■ **WHAT NEEDS TO BE DONE**:
Pull out each line below that contains the string 'single', copying every such line without changes.

■ **EXCERPTED RECORDS**:

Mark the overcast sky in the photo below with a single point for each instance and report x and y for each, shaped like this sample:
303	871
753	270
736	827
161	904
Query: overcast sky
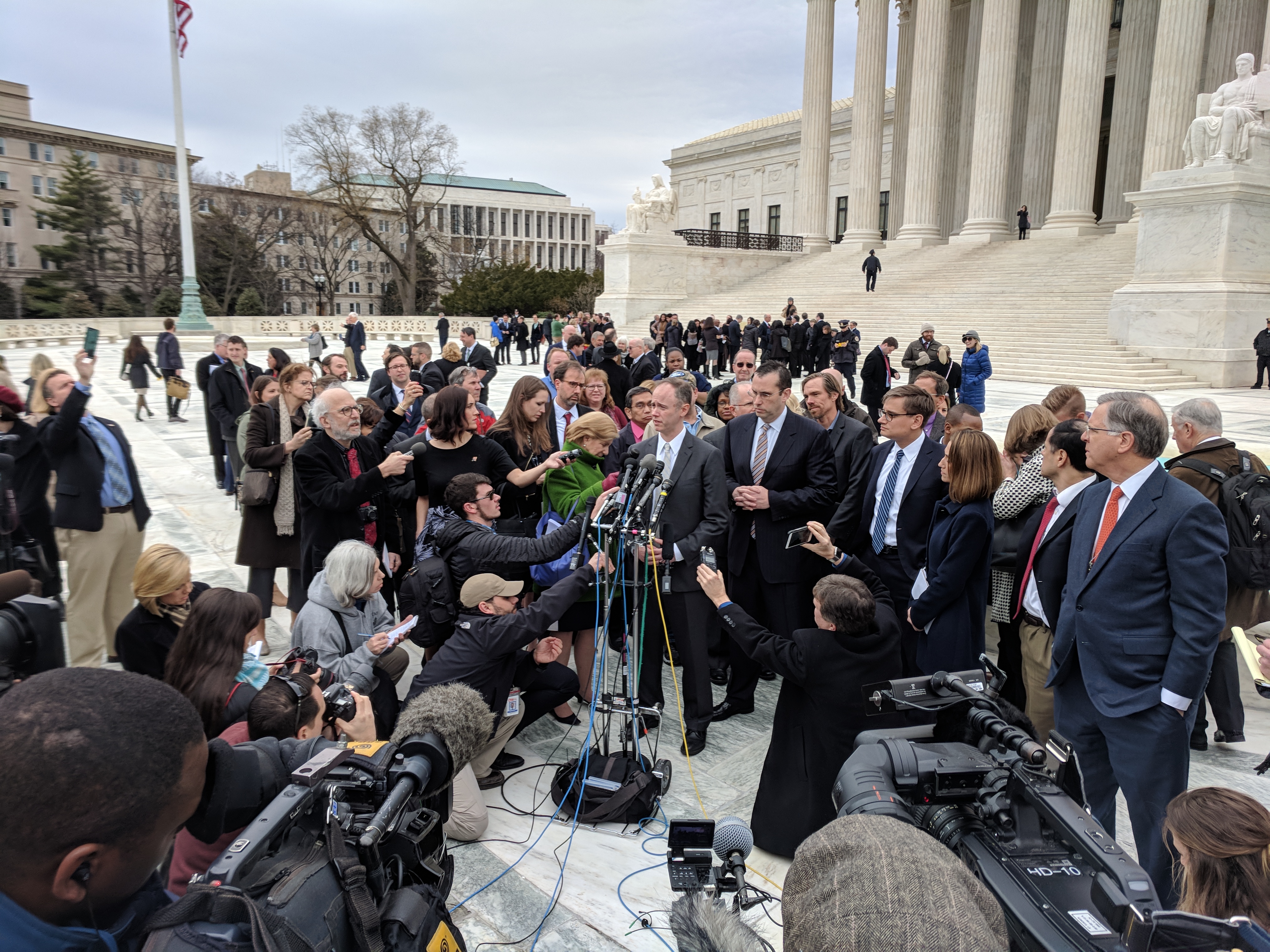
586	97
...
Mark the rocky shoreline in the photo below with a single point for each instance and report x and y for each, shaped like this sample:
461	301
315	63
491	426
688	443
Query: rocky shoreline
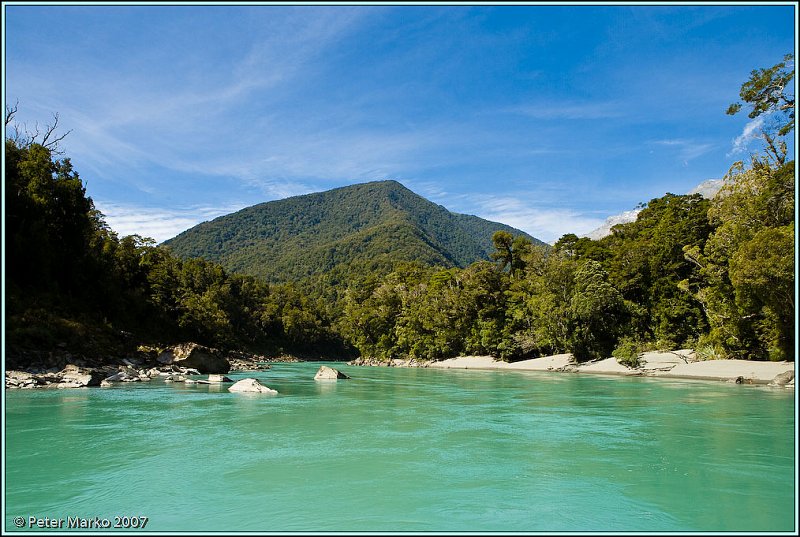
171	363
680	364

■ **WRITTEN RESPONSE**:
Mark the overcast sky in the photo below with a single point for each instance and report x and y for each, shaped like this sample:
Mark the rocky shoreline in the photo below with a single point for each instance and report x and y for each, shaped like this sample:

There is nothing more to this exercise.